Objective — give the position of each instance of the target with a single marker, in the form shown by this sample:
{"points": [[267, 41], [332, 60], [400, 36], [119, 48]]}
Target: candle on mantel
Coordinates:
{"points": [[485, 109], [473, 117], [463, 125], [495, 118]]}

* [What the task asks]
Would you transcribe the entries above exactly as they appear?

* [Answer section]
Objective — give the position of each instance of the target with a single marker, in the form shown by this sample:
{"points": [[267, 41], [332, 60], [400, 36], [119, 48]]}
Target: candle on mantel
Coordinates:
{"points": [[485, 109], [473, 117], [463, 125], [495, 118]]}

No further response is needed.